From the listing below, keep only the lines that contain the string "covered".
=== SUPPLIED RECORDS ===
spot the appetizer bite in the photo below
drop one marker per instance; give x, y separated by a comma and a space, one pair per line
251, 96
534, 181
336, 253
===
=== SUPPLIED RECORDS ===
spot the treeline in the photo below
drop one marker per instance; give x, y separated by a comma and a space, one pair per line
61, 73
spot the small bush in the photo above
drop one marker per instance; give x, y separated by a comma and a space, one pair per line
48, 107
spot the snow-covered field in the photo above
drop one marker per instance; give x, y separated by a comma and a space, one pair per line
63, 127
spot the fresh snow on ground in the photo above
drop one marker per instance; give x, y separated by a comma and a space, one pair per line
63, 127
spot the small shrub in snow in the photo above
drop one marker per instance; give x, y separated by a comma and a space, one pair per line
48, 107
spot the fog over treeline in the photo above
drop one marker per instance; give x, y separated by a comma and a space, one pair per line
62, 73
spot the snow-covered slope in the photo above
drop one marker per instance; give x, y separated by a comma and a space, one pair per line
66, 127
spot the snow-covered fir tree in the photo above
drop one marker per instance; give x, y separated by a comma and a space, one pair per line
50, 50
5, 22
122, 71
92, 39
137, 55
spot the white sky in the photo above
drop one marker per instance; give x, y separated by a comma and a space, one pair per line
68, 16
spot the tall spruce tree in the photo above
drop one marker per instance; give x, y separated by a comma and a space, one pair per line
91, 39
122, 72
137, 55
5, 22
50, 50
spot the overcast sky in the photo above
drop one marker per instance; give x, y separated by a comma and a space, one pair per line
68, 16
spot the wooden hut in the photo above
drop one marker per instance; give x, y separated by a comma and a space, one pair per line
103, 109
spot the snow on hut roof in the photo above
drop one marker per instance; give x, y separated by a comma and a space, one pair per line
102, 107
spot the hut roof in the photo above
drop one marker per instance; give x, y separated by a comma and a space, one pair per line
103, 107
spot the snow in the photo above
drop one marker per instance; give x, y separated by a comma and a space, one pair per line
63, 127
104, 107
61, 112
===
*ANSWER FOR THIS EXERCISE:*
spot the snow-covered field in the photo above
spot the snow-covered slope in the photo above
spot the snow-covered fir tree in the photo above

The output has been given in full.